ITEMS:
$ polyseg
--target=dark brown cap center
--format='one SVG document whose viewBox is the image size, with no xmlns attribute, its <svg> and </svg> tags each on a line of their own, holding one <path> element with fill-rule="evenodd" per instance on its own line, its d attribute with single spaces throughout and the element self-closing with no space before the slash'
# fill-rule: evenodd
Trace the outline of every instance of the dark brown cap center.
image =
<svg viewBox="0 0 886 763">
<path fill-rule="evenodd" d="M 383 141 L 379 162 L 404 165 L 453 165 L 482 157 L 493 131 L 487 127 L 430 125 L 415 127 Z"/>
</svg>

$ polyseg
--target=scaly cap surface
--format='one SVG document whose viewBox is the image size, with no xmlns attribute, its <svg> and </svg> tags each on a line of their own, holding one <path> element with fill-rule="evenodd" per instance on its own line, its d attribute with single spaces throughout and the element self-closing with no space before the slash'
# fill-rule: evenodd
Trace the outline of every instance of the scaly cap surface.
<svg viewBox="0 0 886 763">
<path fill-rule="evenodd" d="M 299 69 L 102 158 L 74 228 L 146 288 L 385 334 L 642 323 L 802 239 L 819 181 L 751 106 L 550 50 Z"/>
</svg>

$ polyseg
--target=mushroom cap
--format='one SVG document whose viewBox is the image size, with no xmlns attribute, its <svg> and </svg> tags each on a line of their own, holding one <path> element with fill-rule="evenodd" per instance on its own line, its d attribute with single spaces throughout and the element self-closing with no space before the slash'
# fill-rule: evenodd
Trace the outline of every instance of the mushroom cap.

EXERCISE DIRECTIONS: Every record above should be copied exactly.

EXERCISE RESPONSE:
$ polyseg
--target=dark brown cap center
--format='one SVG document whose viewBox is the image size, with no xmlns attribute, its <svg> and </svg> tags each on a line of their own, holding one <path> element with fill-rule="evenodd" per instance on its own line, its d attribute with single spaces throughout and the element self-closing with no space before the slash'
# fill-rule: evenodd
Trace the outline of every instance of the dark brown cap center.
image =
<svg viewBox="0 0 886 763">
<path fill-rule="evenodd" d="M 383 141 L 379 162 L 404 165 L 453 165 L 482 157 L 493 131 L 487 127 L 430 125 L 415 127 Z"/>
</svg>

$ polyseg
--target=scaly cap surface
--format='one SVG document whose viewBox is the image size, with no xmlns attribute, its <svg> and </svg> tags each on a line of their own, holding one <path> element with fill-rule="evenodd" per instance on its own line, its d attribute with single spaces throughout and the element self-closing with no space before the slash'
# fill-rule: evenodd
Trace the outline of every instance of the scaly cap surface.
<svg viewBox="0 0 886 763">
<path fill-rule="evenodd" d="M 299 69 L 102 158 L 74 228 L 146 288 L 385 334 L 642 323 L 802 239 L 819 181 L 751 106 L 550 50 Z"/>
</svg>

$ polyseg
--target=mushroom cap
--format='one SVG document whose viewBox is the image size, with no xmlns attribute, its <svg> and </svg> tags each on a line of their own, holding one <path> element with fill-rule="evenodd" per instance on its own line, its d attribute with single spaces throughout and the element self-closing with no space before the slash'
# fill-rule: evenodd
Trace the outline of every instance of the mushroom cap.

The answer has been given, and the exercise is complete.